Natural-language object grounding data

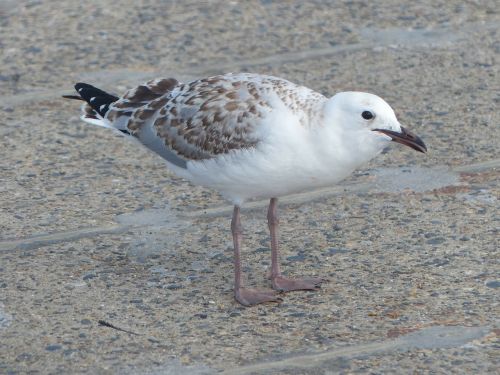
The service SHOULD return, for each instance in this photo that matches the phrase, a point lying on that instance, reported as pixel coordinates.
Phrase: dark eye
(367, 115)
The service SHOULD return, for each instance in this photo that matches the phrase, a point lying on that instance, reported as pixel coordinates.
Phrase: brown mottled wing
(207, 117)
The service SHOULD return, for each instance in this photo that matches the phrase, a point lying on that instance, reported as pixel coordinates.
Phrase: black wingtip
(75, 97)
(99, 100)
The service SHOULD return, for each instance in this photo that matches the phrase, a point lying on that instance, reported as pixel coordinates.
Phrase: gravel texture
(93, 228)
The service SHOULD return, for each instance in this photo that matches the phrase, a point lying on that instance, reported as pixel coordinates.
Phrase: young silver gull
(251, 136)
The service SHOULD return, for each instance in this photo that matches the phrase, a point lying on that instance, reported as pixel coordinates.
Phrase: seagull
(251, 136)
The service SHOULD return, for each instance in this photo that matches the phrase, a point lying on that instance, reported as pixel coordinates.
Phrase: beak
(406, 138)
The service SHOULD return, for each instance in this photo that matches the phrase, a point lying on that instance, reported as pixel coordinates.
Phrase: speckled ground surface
(93, 228)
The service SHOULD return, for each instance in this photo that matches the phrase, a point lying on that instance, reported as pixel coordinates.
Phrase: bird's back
(207, 117)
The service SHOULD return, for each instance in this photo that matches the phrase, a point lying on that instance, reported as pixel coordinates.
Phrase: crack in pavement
(165, 220)
(436, 337)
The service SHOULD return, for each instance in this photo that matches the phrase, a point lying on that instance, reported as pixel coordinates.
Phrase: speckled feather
(211, 116)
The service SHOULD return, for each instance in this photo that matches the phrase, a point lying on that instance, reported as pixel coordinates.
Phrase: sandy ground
(94, 228)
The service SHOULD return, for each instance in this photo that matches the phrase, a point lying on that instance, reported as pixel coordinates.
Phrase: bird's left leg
(279, 282)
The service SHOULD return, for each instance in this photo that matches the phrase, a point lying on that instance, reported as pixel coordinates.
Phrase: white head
(371, 119)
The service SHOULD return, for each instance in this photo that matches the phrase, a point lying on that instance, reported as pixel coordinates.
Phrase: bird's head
(372, 119)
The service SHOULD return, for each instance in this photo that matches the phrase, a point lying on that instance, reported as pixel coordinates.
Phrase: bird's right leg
(246, 296)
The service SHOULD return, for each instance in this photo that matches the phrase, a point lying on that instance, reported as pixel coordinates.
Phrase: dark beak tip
(406, 138)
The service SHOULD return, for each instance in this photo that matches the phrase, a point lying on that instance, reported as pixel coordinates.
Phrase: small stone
(493, 284)
(53, 347)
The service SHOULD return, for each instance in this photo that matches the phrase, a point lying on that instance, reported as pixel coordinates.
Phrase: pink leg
(247, 297)
(279, 282)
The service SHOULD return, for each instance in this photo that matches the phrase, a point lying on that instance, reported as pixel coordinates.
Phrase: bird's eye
(367, 115)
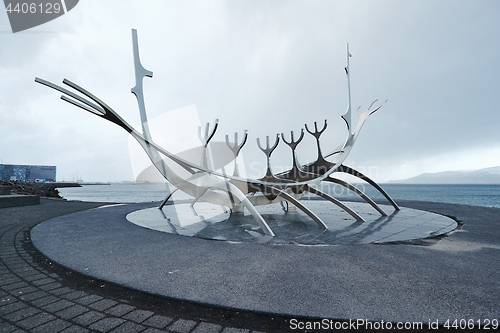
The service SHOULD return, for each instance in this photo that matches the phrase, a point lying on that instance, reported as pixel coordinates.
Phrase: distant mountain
(483, 176)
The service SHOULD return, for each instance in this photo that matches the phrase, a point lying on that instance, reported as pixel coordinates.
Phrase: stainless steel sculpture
(204, 181)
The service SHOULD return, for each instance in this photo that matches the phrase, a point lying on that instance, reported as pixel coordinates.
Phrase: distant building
(28, 173)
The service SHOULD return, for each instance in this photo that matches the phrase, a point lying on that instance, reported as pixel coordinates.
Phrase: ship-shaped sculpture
(205, 182)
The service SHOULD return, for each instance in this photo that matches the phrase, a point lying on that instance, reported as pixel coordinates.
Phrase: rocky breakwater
(48, 190)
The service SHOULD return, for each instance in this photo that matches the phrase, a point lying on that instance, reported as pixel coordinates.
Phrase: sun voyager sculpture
(204, 181)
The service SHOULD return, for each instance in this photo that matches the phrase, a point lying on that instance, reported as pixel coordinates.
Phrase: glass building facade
(28, 173)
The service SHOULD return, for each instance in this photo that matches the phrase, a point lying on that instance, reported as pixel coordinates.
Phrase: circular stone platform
(210, 221)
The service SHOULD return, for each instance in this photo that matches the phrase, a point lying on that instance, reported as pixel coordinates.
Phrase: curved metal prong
(268, 151)
(317, 133)
(299, 205)
(336, 202)
(292, 142)
(71, 94)
(375, 101)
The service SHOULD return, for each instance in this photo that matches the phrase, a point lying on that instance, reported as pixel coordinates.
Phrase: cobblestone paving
(38, 296)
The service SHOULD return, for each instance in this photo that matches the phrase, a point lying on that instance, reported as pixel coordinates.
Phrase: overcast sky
(265, 66)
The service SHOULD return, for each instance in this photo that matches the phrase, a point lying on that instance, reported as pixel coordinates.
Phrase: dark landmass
(483, 176)
(48, 190)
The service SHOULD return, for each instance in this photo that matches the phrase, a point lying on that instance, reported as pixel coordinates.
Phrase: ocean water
(476, 195)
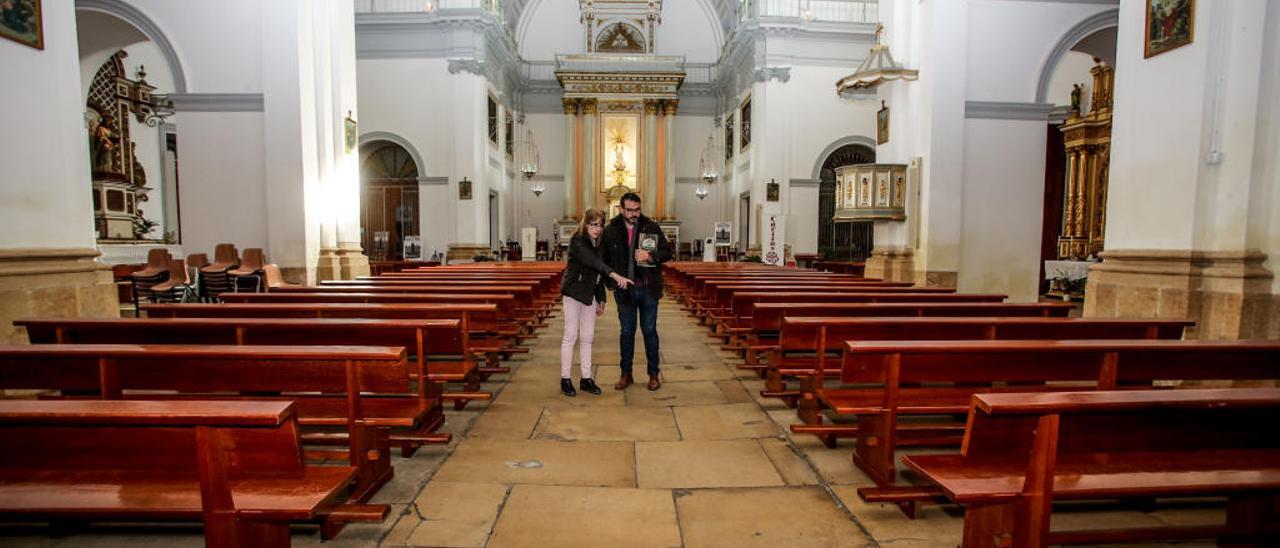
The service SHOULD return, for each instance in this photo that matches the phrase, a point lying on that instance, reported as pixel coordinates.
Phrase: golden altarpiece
(620, 105)
(1088, 151)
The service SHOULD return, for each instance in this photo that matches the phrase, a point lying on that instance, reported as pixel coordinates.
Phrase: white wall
(1002, 209)
(44, 146)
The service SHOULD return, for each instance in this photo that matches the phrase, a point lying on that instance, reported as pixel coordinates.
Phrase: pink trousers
(579, 328)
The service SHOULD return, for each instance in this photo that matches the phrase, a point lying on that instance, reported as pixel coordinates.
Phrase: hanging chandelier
(876, 69)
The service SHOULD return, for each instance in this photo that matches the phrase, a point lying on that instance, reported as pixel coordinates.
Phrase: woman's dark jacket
(585, 275)
(618, 254)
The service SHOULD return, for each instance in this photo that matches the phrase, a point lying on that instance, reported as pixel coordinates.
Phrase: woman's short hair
(592, 215)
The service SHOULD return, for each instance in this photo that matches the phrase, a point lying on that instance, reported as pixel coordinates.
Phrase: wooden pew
(1023, 452)
(237, 466)
(341, 374)
(903, 378)
(480, 322)
(798, 352)
(438, 347)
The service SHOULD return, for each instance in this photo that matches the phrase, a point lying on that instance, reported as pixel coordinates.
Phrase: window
(510, 136)
(493, 120)
(728, 137)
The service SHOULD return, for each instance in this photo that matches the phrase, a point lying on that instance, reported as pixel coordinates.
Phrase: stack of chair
(274, 278)
(248, 274)
(215, 278)
(177, 288)
(155, 272)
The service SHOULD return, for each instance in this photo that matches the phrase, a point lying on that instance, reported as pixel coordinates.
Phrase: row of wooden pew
(224, 411)
(1054, 407)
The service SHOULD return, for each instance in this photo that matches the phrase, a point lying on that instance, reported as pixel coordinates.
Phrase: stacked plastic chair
(214, 279)
(155, 272)
(177, 288)
(248, 274)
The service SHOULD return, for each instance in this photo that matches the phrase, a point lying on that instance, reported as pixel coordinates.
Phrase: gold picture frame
(882, 124)
(22, 21)
(1170, 24)
(350, 133)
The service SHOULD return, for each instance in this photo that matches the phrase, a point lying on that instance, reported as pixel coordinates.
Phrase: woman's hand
(624, 282)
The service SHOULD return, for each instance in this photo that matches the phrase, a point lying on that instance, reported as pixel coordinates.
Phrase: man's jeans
(647, 306)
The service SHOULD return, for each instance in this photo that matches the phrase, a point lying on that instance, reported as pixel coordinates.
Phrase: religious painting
(882, 124)
(1170, 24)
(351, 136)
(21, 21)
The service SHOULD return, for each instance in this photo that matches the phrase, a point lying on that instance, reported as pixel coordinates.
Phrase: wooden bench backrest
(146, 437)
(767, 316)
(1156, 421)
(1106, 362)
(114, 368)
(803, 333)
(744, 301)
(476, 318)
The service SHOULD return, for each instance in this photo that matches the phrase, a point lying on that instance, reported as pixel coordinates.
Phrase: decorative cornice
(216, 103)
(767, 73)
(999, 110)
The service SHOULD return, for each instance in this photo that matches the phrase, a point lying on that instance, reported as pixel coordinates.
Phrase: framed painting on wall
(882, 124)
(21, 21)
(1170, 24)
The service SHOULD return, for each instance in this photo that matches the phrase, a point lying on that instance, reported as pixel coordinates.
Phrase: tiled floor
(702, 462)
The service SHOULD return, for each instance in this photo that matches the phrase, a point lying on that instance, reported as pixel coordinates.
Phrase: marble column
(668, 185)
(570, 156)
(590, 151)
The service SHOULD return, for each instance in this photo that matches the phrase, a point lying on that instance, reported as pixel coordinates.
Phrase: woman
(584, 300)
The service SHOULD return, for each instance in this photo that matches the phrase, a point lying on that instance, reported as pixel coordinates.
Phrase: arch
(140, 21)
(401, 142)
(1091, 24)
(844, 141)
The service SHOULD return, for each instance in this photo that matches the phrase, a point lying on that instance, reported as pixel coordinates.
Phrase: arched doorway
(841, 241)
(388, 214)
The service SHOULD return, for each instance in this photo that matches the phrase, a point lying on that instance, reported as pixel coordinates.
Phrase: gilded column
(570, 156)
(590, 150)
(648, 181)
(668, 186)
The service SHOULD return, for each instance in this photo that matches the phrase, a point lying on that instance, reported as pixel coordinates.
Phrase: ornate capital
(471, 65)
(570, 105)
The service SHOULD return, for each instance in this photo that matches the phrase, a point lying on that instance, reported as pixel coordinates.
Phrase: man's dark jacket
(585, 274)
(618, 254)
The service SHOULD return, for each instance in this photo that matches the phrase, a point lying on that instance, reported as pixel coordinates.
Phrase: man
(635, 246)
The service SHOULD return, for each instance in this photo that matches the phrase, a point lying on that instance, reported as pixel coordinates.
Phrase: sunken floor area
(702, 462)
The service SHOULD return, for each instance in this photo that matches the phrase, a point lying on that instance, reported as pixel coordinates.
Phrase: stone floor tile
(935, 526)
(543, 462)
(704, 464)
(723, 421)
(792, 467)
(607, 424)
(795, 516)
(457, 514)
(539, 516)
(506, 421)
(693, 393)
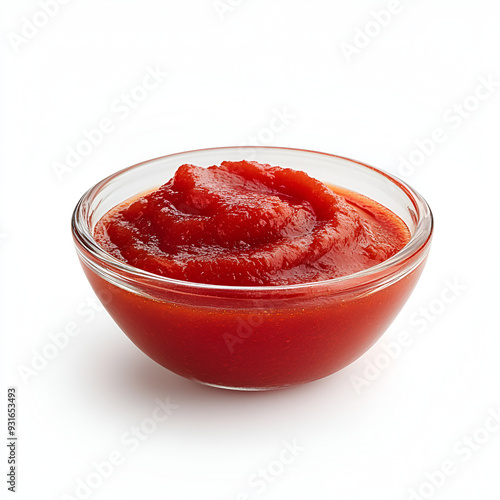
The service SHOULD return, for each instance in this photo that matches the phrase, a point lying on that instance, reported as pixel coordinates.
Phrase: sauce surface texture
(248, 224)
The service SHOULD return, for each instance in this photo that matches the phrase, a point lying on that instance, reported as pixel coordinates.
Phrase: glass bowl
(254, 338)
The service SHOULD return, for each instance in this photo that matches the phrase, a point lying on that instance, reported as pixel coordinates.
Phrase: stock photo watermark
(463, 450)
(84, 312)
(130, 441)
(121, 108)
(365, 34)
(419, 322)
(452, 120)
(260, 480)
(281, 118)
(31, 26)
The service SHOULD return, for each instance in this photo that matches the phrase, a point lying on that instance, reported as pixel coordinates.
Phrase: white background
(230, 70)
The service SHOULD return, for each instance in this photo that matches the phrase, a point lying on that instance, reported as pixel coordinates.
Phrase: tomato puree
(249, 224)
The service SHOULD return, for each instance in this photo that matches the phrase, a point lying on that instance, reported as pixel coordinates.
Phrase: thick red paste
(248, 224)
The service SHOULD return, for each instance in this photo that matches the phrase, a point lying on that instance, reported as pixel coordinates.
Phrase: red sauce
(248, 224)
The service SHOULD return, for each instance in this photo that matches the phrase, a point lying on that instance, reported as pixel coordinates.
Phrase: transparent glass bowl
(254, 338)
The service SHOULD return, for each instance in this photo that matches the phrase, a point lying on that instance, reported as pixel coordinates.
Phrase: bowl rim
(418, 242)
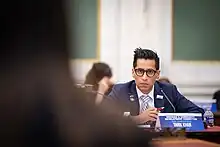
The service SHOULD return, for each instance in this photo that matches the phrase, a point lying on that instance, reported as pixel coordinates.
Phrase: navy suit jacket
(126, 94)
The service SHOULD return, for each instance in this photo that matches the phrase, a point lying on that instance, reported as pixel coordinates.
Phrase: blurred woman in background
(100, 76)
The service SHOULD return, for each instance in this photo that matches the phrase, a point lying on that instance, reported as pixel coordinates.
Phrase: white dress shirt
(150, 94)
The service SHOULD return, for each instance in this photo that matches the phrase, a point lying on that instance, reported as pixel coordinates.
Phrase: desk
(217, 118)
(210, 134)
(183, 143)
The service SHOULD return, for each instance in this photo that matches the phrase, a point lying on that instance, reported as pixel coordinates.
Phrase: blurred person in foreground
(216, 96)
(99, 76)
(39, 105)
(144, 94)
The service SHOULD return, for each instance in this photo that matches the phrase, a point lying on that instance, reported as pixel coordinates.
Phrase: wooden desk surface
(183, 143)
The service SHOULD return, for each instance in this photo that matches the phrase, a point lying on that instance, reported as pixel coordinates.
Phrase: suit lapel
(158, 96)
(133, 99)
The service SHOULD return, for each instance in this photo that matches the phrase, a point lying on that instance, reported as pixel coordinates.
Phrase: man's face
(145, 74)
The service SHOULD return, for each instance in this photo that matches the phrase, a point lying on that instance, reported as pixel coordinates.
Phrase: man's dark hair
(140, 53)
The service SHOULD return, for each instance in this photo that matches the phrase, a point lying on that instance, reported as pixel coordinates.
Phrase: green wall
(196, 30)
(84, 29)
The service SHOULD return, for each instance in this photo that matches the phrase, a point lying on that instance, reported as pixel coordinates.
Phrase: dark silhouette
(39, 104)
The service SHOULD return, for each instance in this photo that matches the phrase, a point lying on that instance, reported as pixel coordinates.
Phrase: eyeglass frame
(145, 71)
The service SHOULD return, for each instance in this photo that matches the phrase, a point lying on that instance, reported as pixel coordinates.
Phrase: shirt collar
(150, 94)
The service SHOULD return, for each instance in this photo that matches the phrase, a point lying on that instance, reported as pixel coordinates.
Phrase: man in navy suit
(143, 96)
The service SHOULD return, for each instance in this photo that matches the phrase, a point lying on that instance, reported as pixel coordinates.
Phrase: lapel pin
(159, 97)
(132, 98)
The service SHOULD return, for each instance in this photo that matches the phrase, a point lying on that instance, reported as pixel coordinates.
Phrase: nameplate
(189, 121)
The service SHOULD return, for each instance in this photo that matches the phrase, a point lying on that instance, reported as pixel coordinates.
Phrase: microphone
(174, 109)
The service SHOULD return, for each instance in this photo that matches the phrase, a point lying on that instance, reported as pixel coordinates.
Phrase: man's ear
(158, 74)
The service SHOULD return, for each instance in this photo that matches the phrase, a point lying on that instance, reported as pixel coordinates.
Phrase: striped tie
(145, 102)
(145, 105)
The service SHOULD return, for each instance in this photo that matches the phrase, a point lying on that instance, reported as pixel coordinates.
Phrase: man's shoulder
(123, 86)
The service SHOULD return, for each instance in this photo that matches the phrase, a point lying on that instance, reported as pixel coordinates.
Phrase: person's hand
(103, 85)
(148, 115)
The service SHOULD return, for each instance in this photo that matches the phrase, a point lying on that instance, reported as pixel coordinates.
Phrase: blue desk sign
(189, 121)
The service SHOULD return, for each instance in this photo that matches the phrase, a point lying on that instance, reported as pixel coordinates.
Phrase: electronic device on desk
(187, 121)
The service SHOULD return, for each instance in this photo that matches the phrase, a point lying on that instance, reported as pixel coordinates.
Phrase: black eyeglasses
(149, 72)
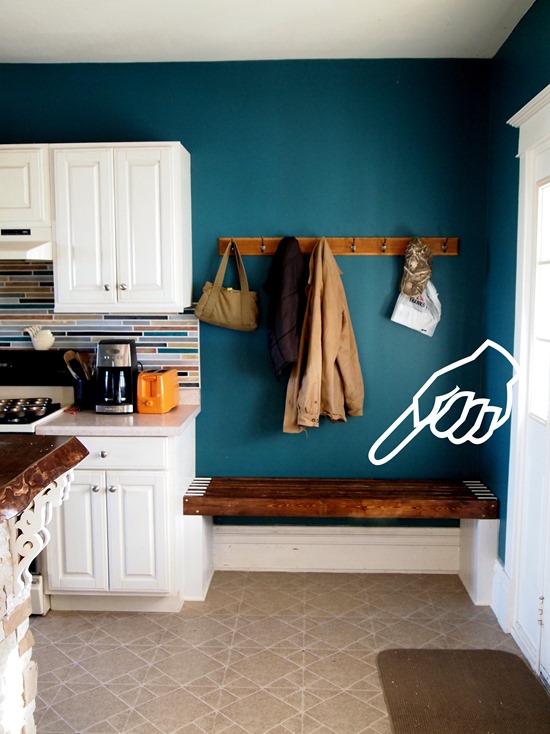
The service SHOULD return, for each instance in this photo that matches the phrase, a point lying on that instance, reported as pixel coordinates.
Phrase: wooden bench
(340, 498)
(470, 502)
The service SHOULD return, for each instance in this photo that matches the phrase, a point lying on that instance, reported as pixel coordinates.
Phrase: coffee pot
(116, 375)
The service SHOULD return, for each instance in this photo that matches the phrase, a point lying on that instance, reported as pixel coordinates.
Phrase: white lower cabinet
(116, 543)
(112, 534)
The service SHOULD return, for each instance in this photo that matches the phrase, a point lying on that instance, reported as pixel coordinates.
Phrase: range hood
(26, 243)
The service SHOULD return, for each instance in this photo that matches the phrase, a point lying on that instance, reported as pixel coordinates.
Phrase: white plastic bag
(421, 313)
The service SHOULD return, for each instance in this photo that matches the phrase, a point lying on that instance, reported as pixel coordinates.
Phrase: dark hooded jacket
(285, 286)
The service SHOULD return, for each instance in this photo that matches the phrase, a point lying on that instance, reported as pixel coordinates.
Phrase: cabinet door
(24, 186)
(76, 556)
(85, 266)
(148, 253)
(139, 531)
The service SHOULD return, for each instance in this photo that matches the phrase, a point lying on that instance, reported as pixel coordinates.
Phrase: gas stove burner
(25, 411)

## WHAT YOU HAVE TO DO:
What must be transcribed is the run of lines from the one containing "Phrase: cabinet door" to the last line of the data above, inclusive, and only that.

## YOUR RESPONSE:
Phrase: cabinet door
(24, 186)
(76, 556)
(85, 266)
(148, 253)
(139, 531)
The service SHOULD return, for each instance in this photo that matches the phrase, a point lying on that instance, reported as pixel coordinates.
Phrase: gas stove burner
(25, 411)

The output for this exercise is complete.